### Travail à faire
1. Répondez, s'il vous plaît, à ces questions sur l'extrait relatif au recours :
(a) Auprès de quelle banque le compatriote serbe se faisait-il fort d'obtenir le crédit ?
(b) Où les requérantes ont-elles signé les demandes et contrats de prêts ?
(c) Comment la valeur de la maison se compare-t-elle au montant du prêt ?
2. Poursuivez l'extrait relatif au recours à partir de sa dernière phrase.

### Passage choisi
'''

A l'appui de leur recours, Melle X. et Y. soutiennent essentiellement que, voulant acquérir le pavillon de leurs parents et beaux-parents et ne trouvant pas de banque pour leur prêter les fonds nécessaires, elles ont fait appel à un compatriote serbe qui se faisait fort d'obtenir, moyennant une commission, le crédit nécessaire auprès du CRÉDIT DU NORD dont il connaissait la conseillère ; que celui-ci ne leur aurait demandé que leurs papiers d'identité et leur aurait annoncé que le prêt était accordé sans qu'elles aient besoin de se rendre à l'agence bancaire ; qu'elle ont signé chez elles les demandes et contrats de prêts ; qu'elles ont une bonne maîtrise de la langue française mais n'ont aucune notion juridique et aucune connaissance permettant l'usage d'un ordinateur ; qu'elles sont incapables de fabriquer les faux reprochés ; que c'est leur compatriote serbe qui a rempli leur demande de prêt ; que la banque ne rapporte pas la preuve qu'elles sont à l'origine des documents qualifiés de faux et des renseignements dit inexacts ; qu'en outre il existe une indiscutable complicité, ou au moins une grave négligence, de la part de la banque ou de ses subordonnés ; que d'une part la demande de prêt a été acceptée en raison des relations privilégiées entre leur compatriote serbe et la conseillère de l'agence du CRÉDIT DU NORD qu'elles n'ont jamais rencontrée ; que d'autre part la banque devait prendre des renseignements élémentaires sur ses futurs clients afin de s'assurer de la réalité des documents fournis et des situations économiques déclarées par ses clients ; que le compte ouvert au CRÉDIT DU NORD a toujours fonctionné normalement depuis l'ouverture de celui-ci ; que rien ne justifie un risque accru d'impayé, la valeur de la maison étant bien supérieure au montant du prêt ; qu'elles peuvent justifier qu'elles ont les moyens financiers pour procéder au remboursement de l'emprunt ; qu’elles ne sont pas impliquées dans les agissements douteux qui sont reprochés à l'origine des faux et usage de faux.

'''

### Données extraites
'''

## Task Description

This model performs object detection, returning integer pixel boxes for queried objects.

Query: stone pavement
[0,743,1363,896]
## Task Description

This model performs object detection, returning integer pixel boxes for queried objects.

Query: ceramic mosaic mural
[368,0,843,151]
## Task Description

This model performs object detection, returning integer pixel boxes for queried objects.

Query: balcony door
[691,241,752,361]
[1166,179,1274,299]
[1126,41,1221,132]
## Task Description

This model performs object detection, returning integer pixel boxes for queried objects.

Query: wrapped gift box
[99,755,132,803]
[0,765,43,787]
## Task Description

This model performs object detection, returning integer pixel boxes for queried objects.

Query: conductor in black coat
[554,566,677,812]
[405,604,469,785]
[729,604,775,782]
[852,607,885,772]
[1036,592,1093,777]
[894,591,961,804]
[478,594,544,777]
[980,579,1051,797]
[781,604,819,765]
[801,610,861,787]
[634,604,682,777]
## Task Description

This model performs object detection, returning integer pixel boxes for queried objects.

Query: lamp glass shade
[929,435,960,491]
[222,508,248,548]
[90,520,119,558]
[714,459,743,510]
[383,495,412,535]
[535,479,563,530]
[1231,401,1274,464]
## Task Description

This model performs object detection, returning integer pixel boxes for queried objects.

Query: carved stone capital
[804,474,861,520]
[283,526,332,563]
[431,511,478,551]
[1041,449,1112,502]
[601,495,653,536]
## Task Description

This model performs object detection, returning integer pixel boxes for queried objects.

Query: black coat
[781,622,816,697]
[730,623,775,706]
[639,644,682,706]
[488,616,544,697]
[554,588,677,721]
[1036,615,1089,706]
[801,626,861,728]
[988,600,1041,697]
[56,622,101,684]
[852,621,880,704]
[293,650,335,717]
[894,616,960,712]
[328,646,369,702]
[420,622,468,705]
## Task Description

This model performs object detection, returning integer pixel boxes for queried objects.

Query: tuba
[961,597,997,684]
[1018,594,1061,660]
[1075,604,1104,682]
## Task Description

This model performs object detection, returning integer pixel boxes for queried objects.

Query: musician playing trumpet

'''

### Résultats de l'exercice
1.
(a) Auprès du CRÉDIT DU NORD.
(b) Chez elles.
(c) Elle est bien supérieure au montant du prêt.

2.
Dans ses dernières conclusions, notifiées par RPVA le 10 décembre 2014, le CRÉDIT DU NORD demande à la cour de :
- déclarer Melles X. et Y. mal fondées en leur appel,
- les débouter de toutes leurs demandes, fins et prétentions,
- confirmer le jugement entrepris en toutes ses dispositions,
- condamner Melles X. et Y. à lui payer la somme de 2.000 euros sur le fondement de l'article 700 du code de procédure civile,
- les condamner aux entiers dépens d'appel.
Le CRÉDIT DU NORD conclut en substance qu'il s'est prévalu de la déchéance du terme en invoquant la clause d'exigibilité immédiate prévue à l'article 9.1 des conditions générales de prêt en vertu duquel celui-ci devient immédiatement et de plein droit exigible en cas de fourniture de renseignements inexacts sur la situation de l'emprunteur dès lors qu'ils étaient nécessaires à la prise de décision du prêteur ; qu'il était fondé à prononcer la déchéance du terme même si aucun retard dans le remboursement n'avait été enregistré dès lors qu'il est apparu que les renseignements recueillis sur la situation des emprunteurs lors de la demande de prêt étaient inexacts ; que les vérifications effectuées ont établi que les pièces fiscales et les relevés de compte qui lui ont été présentés étaient des faux ; qu'il ne sait pas quelles sont les ressources réelles des emprunteurs pour faire face au remboursement du prêt, qu'il n'aurait pas accordé sans les agissements frauduleux des emprunteurs ; qu'elles prétendent à tort n'avoir jamais rencontré leur conseiller de clientèle ; que tout conseiller de clientèle doit rencontrer ses clients pour les ouvertures de comptes ; qu'en revanche il n'a pas l'obligation de les recevoir au moment de la mise en place du prêt ; qu'en tout état de cause, Melle X. et Melle Y. ont reçu les fonds, ont reconnu avoir signé et paraphé l'offre de prêt contenant des renseignements qu'elles savaient inexacts notamment les coordonnés des employeurs et le montant des revenus déclarés ; qu'elles ont contribué à la fraude et ne peuvent pas se prévaloir de leur bonne foi ; qu'elles ont également dissimulé la véritable destination du bien financé si elles destinaient cette acquisition à la location ; qu'elles ne disposent pas des revenus qu'elles ont déclarés ; qu'en signant l'offre de prêt, elles ont accepté les conditions selon lesquelles le prêt devient immédiatement exigible en cas de fourniture de renseignements inexacts.
L'ordonnance de clôture a été prononcée le 06 octobre 2015.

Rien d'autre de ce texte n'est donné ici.